◆ **VOTRE OBJECTIF**
En vous fondant sur l'article consacré à Michel Rolland reproduit ci-dessous, expliquez pourquoi celui-ci s'est senti manipulé par Jonathan Nossiter.

◆ **TEXTE CITÉ**
·····

Le documentaire Mondovino a fait de Michel Rolland le suppôt de l’uniformisation du vin. Un portrait à la grosse louche qui occulte la personnalité de l’onologue le plus influent de la planète. Détenteur d’un savoir unique, le Bordelais mérite qu’on remette les pendules à l’heure.

« Micro-oxygénez, micro-oxygénez, bon sang ! »  » Le vin, c’est d’abord la diversité. C’est pour cela qu’il y en a tant de mauvais d’ailleurs…  »  » Trop alcoolisé ? Suffit de le mettre au frais, vous sentirez moins les degrés.  » Autant de petites phrases assassines qui ont contribué à faire passer Michel Rolland pour un monstre assoiffé de notoriété, d’honoraires à plusieurs zéros et de flacons sur-concentrés. C’est Jonathan Nossiter qui les a immortalisées, à l’insu du plein gré de celui qui les a proférées, dans Mondovino, documentaire dénonçant les effets de la globalisation de la viticulture. Plutôt manichéen, ce long-métrage, présenté au festival de Cannes en 2004, scindait le monde du vin en deux camps, les bons et les truands.

Inlassablement filmé sur le siège arrière de sa Mercedes, un gros cigare à la main, Michel Rolland y jouait l’âme damnée d’une pièce de théâtre savamment orchestrée. Le coup porté fut rude. Pas tant du point de vue professionnel – son activité n’ayant jamais faibli – que sur le plan personnel.  » Après la projection, j’étais sonné, je suis directement allé voir Nossiter pour lui dire ce que j’en pensais, je lui ai bien pris la tête, explique le flying winemaker ( NDLR : £nologue travaillant dans plusieurs vignobles à travers la planète). Je me suis senti complètement manipulé, il a tout sorti du contexte et n’a gardé que ce qui pouvait servir son propos… mais le mal était fait.  »

·····

◆ **DONNÉES FOURNIES**

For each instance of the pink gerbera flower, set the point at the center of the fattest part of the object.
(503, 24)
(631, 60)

·····

◆ **RÉSULTAT FINAL**
Michel Rolland s'est senti manipulé parce que, selon lui, Jonathan Nossiter a tout sorti du contexte dans Mondovino et n'a gardé que ce qui pouvait servir son propos.